PROVIDED TEXT >>
The country is aiming for gross domestic product growth of 5 per cent in 2023, after it grew by 3 per cent in 2022.

Last week, Opec secretary general Haitham Al Ghais was “cautiously optimistic” about China's reopening but said that a slowdown in the US and the EU could dampen crude demand this year.

“There is phenomenal demand growth in Asia [but] what concerns us more is actually the slowdown we see in Europe and the US in terms of the financial situation [and] the inflation,” Mr Al Ghais said at the CeraWeek energy conference in Houston.

“We see a kind of a divided market … one market with promising growth [and] the other side with a slowdown.”

At its last meeting, the Opec+ alliance of 23 oil-producing countries agreed to extend its existing oil output cuts of 2 million bpd.

In January, the International Monetary Fund raised its global economic growth estimate for this year to 2.9 per cent, from a previous forecast of 2.7 per cent.

Global economic growth may be reaching a “turning point”, supported by falling inflation and China’s reopening, International Monetary Fund managing director Kristalina Georgieva said last month.

“While this is encouraging, the balance of risks remains tilted to the downside. China’s recovery could stall [and] inflation could remain higher than expected,” she said.

(Dataset excerpt)
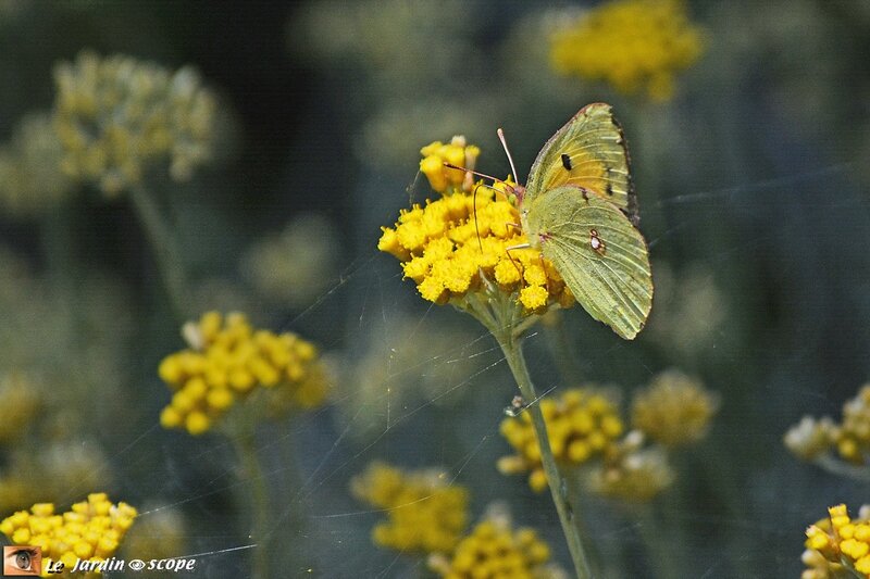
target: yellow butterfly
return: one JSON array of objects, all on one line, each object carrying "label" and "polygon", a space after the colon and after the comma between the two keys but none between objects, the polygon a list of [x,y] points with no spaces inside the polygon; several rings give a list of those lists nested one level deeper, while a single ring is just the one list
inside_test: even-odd
[{"label": "yellow butterfly", "polygon": [[[517,175],[501,129],[499,138]],[[652,273],[629,150],[609,104],[584,106],[512,186],[529,246],[537,248],[595,319],[627,340],[652,307]]]}]

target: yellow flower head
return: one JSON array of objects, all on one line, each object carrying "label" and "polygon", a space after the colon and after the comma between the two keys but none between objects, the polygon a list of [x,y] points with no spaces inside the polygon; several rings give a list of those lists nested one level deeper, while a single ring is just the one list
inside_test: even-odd
[{"label": "yellow flower head", "polygon": [[[592,389],[568,390],[557,399],[540,402],[547,424],[550,449],[556,460],[567,466],[581,465],[610,450],[622,435],[623,425],[616,405]],[[501,435],[517,451],[498,462],[505,474],[531,470],[529,484],[536,492],[547,488],[547,477],[540,461],[540,448],[535,438],[530,413],[501,421]]]},{"label": "yellow flower head", "polygon": [[94,488],[111,479],[109,458],[89,439],[21,441],[0,469],[0,513],[37,501],[60,501],[70,489]]},{"label": "yellow flower head", "polygon": [[855,464],[870,458],[870,385],[843,405],[843,421],[833,433],[841,457]]},{"label": "yellow flower head", "polygon": [[432,142],[420,149],[420,154],[423,155],[420,172],[426,176],[433,190],[443,194],[457,189],[465,192],[472,190],[473,181],[470,173],[445,166],[445,163],[450,163],[457,167],[474,171],[481,150],[474,144],[468,144],[465,137],[456,136],[447,144],[442,141]]},{"label": "yellow flower head", "polygon": [[844,567],[870,576],[870,520],[867,508],[860,518],[849,517],[846,505],[828,509],[828,518],[807,528],[803,561],[809,567],[803,577],[838,577]]},{"label": "yellow flower head", "polygon": [[836,443],[835,431],[834,421],[829,417],[816,420],[811,416],[804,416],[785,432],[783,443],[799,458],[812,461]]},{"label": "yellow flower head", "polygon": [[[536,249],[512,249],[526,242],[511,224],[520,223],[517,209],[496,199],[489,188],[462,185],[464,176],[444,166],[473,164],[477,149],[434,142],[422,149],[421,171],[433,189],[445,193],[425,206],[403,210],[394,227],[383,227],[377,249],[402,262],[405,277],[417,284],[423,299],[437,304],[468,303],[482,292],[502,292],[525,314],[540,314],[548,306],[568,307],[574,298],[556,268]],[[455,163],[452,156],[465,159]],[[471,159],[471,161],[469,161]],[[505,184],[497,184],[504,192]]]},{"label": "yellow flower head", "polygon": [[700,381],[671,369],[634,397],[632,424],[666,446],[680,446],[704,437],[718,405]]},{"label": "yellow flower head", "polygon": [[166,163],[175,180],[210,160],[217,103],[190,67],[174,73],[123,55],[82,52],[54,70],[55,128],[64,172],[107,196]]},{"label": "yellow flower head", "polygon": [[190,348],[166,356],[158,370],[175,391],[160,416],[164,428],[200,435],[258,387],[269,390],[271,416],[313,408],[326,398],[330,382],[316,348],[294,333],[254,330],[244,314],[224,318],[217,312],[189,322],[183,332]]},{"label": "yellow flower head", "polygon": [[78,559],[100,562],[111,557],[136,518],[126,503],[113,504],[105,493],[88,495],[66,513],[55,515],[52,503],[35,504],[0,523],[0,532],[13,544],[39,546],[46,569],[62,562],[67,569]]},{"label": "yellow flower head", "polygon": [[661,448],[643,449],[644,436],[629,432],[613,444],[604,464],[594,468],[588,486],[598,494],[643,503],[650,501],[673,482],[674,474]]},{"label": "yellow flower head", "polygon": [[546,566],[550,549],[533,529],[513,530],[500,519],[484,520],[457,545],[452,558],[430,559],[430,566],[449,579],[560,577]]},{"label": "yellow flower head", "polygon": [[704,51],[701,30],[683,0],[612,0],[582,14],[550,38],[550,63],[564,75],[606,80],[654,100],[673,95],[674,75]]},{"label": "yellow flower head", "polygon": [[468,524],[469,493],[435,470],[402,471],[373,463],[351,482],[353,494],[387,512],[375,544],[401,552],[449,553]]}]

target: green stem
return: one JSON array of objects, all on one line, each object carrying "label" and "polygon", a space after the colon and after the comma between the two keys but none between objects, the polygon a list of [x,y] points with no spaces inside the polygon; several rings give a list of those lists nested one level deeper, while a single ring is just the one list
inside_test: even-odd
[{"label": "green stem", "polygon": [[241,463],[243,480],[250,489],[251,539],[257,543],[253,547],[252,579],[266,579],[269,575],[269,492],[265,478],[257,458],[257,438],[252,426],[241,428],[232,437],[236,454]]},{"label": "green stem", "polygon": [[148,243],[153,249],[154,260],[172,307],[182,319],[187,319],[192,314],[189,302],[190,293],[175,231],[160,214],[153,196],[145,186],[132,187],[129,197],[145,229]]},{"label": "green stem", "polygon": [[495,337],[505,353],[511,373],[513,373],[513,378],[520,387],[520,392],[529,403],[526,412],[532,413],[532,425],[540,448],[540,462],[544,465],[544,474],[547,476],[552,502],[556,503],[556,511],[559,513],[559,521],[562,524],[562,532],[564,532],[568,541],[571,558],[574,562],[574,570],[579,579],[588,579],[592,577],[592,570],[589,569],[589,563],[581,539],[582,530],[577,501],[568,491],[568,482],[556,465],[556,458],[552,455],[547,435],[547,425],[544,421],[540,405],[535,402],[537,401],[537,393],[535,392],[535,386],[532,383],[532,378],[529,376],[529,368],[525,366],[519,337],[511,332],[509,328],[507,331],[495,333]]},{"label": "green stem", "polygon": [[580,383],[582,374],[576,356],[572,355],[571,336],[564,327],[562,316],[554,316],[551,320],[546,322],[545,328],[547,341],[550,344],[550,350],[552,350],[556,366],[559,368],[562,380],[569,385]]}]

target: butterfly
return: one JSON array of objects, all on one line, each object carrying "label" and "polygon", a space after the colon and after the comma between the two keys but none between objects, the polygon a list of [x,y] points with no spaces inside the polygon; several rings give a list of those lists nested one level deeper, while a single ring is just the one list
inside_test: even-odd
[{"label": "butterfly", "polygon": [[[499,138],[510,161],[501,129]],[[584,106],[511,186],[529,247],[549,260],[595,319],[631,340],[652,307],[652,273],[629,150],[609,104]]]}]

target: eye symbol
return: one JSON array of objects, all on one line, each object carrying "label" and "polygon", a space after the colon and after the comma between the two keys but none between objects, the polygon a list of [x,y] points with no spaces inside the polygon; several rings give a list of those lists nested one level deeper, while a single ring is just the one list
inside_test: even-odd
[{"label": "eye symbol", "polygon": [[23,571],[30,570],[30,552],[29,551],[18,551],[15,553],[15,565],[18,569]]},{"label": "eye symbol", "polygon": [[34,546],[3,546],[4,576],[38,576],[42,570],[42,553]]}]

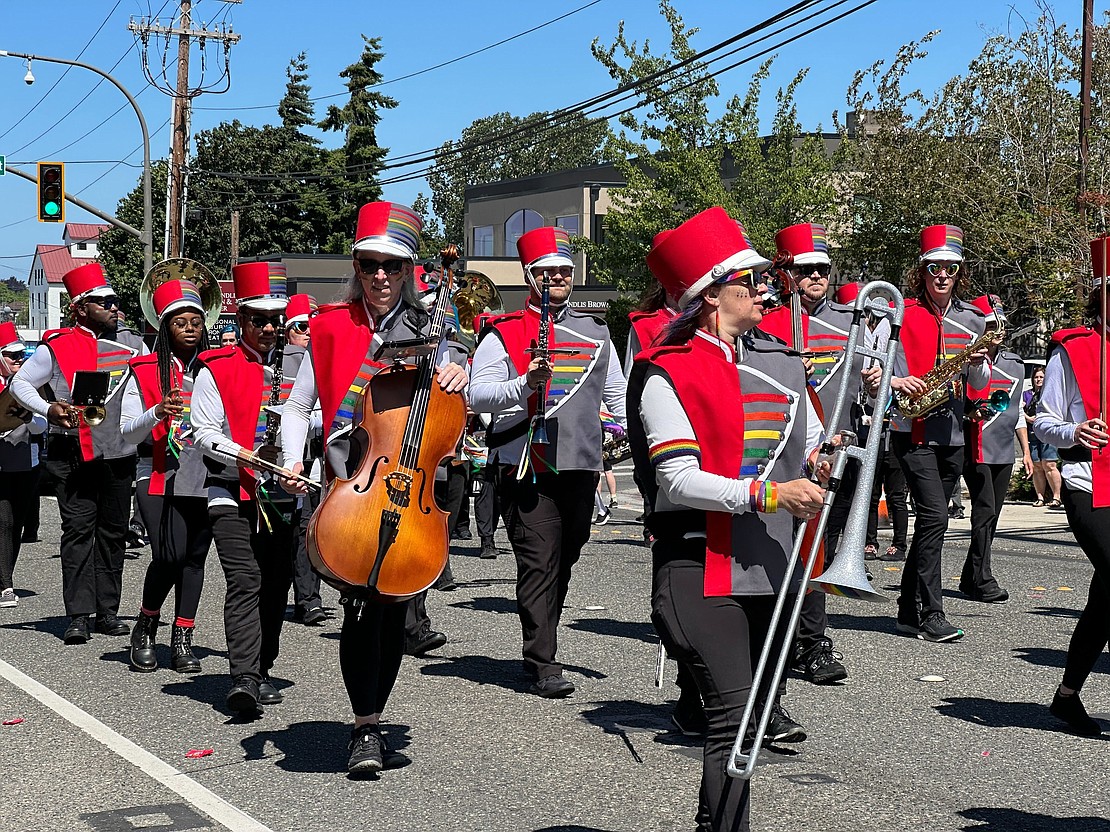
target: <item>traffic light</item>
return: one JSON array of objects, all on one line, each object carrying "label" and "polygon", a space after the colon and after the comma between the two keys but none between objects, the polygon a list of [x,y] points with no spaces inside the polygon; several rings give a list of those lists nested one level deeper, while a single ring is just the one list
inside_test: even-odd
[{"label": "traffic light", "polygon": [[65,222],[65,165],[39,162],[39,222]]}]

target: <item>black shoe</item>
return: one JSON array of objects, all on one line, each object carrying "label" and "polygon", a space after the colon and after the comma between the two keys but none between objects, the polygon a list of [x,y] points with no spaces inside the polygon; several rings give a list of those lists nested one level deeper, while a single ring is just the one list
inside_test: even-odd
[{"label": "black shoe", "polygon": [[347,743],[347,773],[349,774],[373,774],[381,771],[384,762],[382,760],[382,734],[377,732],[376,726],[363,726],[351,732],[351,742]]},{"label": "black shoe", "polygon": [[283,699],[285,697],[274,687],[270,677],[262,677],[262,681],[259,682],[259,704],[281,704]]},{"label": "black shoe", "polygon": [[259,683],[249,676],[241,676],[228,691],[229,710],[254,713],[259,709]]},{"label": "black shoe", "polygon": [[529,690],[544,699],[563,699],[574,693],[574,682],[562,676],[545,676],[533,683]]},{"label": "black shoe", "polygon": [[201,660],[193,652],[193,628],[173,626],[173,635],[170,637],[170,667],[179,673],[201,672]]},{"label": "black shoe", "polygon": [[795,659],[795,669],[814,684],[831,684],[848,678],[848,671],[840,659],[844,657],[833,649],[833,641],[823,638]]},{"label": "black shoe", "polygon": [[65,628],[62,641],[67,645],[83,645],[89,640],[89,617],[73,616],[70,626]]},{"label": "black shoe", "polygon": [[113,612],[97,616],[97,632],[103,636],[127,636],[131,628],[123,623]]},{"label": "black shoe", "polygon": [[675,703],[675,710],[670,714],[670,721],[679,733],[686,737],[704,737],[709,728],[709,722],[705,717],[705,708],[697,697],[686,699],[679,697]]},{"label": "black shoe", "polygon": [[944,612],[930,612],[921,621],[917,637],[924,641],[956,641],[963,638],[963,630],[948,623]]},{"label": "black shoe", "polygon": [[410,656],[423,656],[432,650],[438,650],[447,643],[447,637],[442,632],[433,630],[427,623],[413,640],[405,639],[405,652]]},{"label": "black shoe", "polygon": [[767,723],[767,742],[804,742],[806,729],[795,722],[786,708],[778,702],[770,709],[770,722]]},{"label": "black shoe", "polygon": [[135,628],[131,631],[131,667],[140,673],[158,670],[158,658],[154,655],[154,636],[158,632],[158,616],[148,616],[142,610],[135,619]]},{"label": "black shoe", "polygon": [[1097,720],[1091,719],[1087,709],[1083,708],[1083,703],[1079,701],[1079,691],[1070,697],[1064,697],[1060,696],[1060,689],[1057,688],[1052,696],[1052,704],[1048,709],[1053,717],[1067,722],[1068,727],[1078,734],[1098,737],[1102,733],[1102,726]]}]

EXERCISE OBJECTIVE >> Reproduce the passage of the oil demand article from "The country is" up to and including "2 million bpd.".

COMPLETE ANSWER >>
The country is aiming for gross domestic product growth of 5 per cent in 2023, after it grew by 3 per cent in 2022.

Last week, Opec secretary general Haitham Al Ghais was “cautiously optimistic” about China's reopening but said that a slowdown in the US and the EU could dampen crude demand this year.

“There is phenomenal demand growth in Asia [but] what concerns us more is actually the slowdown we see in Europe and the US in terms of the financial situation [and] the inflation,” Mr Al Ghais said at the CeraWeek energy conference in Houston.

“We see a kind of a divided market … one market with promising growth [and] the other side with a slowdown.”

At its last meeting, the Opec+ alliance of 23 oil-producing countries agreed to extend its existing oil output cuts of 2 million bpd.